• [What needs to be done] Rewrite everything from the start of the material below down to the line containing "[101,138,192,232]", inclusive, keeping the caption lines as they are and multiplying every bounding-box coordinate by 2.3, rounded to whole numbers with halves rounded up. Cover only those lines.

------------------------------------------------------------

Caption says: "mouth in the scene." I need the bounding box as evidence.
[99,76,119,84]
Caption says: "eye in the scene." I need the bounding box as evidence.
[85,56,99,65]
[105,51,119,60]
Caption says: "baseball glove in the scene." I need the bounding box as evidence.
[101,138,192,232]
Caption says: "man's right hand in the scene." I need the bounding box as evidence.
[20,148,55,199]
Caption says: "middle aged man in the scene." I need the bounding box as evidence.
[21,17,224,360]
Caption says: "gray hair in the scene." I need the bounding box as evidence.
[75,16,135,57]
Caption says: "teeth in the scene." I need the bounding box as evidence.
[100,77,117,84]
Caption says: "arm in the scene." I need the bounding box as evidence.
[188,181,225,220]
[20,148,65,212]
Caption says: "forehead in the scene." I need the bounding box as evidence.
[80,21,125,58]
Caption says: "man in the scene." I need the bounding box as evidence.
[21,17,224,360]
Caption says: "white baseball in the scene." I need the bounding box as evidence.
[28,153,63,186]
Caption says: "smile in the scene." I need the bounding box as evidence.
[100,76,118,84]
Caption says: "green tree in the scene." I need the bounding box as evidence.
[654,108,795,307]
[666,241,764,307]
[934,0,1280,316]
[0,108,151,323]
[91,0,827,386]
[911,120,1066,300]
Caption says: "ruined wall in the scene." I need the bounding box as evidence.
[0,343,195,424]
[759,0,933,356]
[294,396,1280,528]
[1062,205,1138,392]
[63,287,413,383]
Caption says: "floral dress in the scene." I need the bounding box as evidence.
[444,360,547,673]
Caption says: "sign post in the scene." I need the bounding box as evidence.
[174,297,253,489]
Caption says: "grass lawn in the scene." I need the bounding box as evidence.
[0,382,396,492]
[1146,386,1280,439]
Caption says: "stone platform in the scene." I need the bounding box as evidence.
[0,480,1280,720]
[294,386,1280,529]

------------------------------------------------------------

• [Response below]
Caption says: "mouth in the scene." I need the bounding box as evidence.
[228,175,274,193]
Caption says: "eye in the scene." I need the bounding box as evidence.
[196,129,228,150]
[242,117,274,138]
Caption says: "baseball glove in the scene." I need the bounding box as evidence.
[232,317,442,534]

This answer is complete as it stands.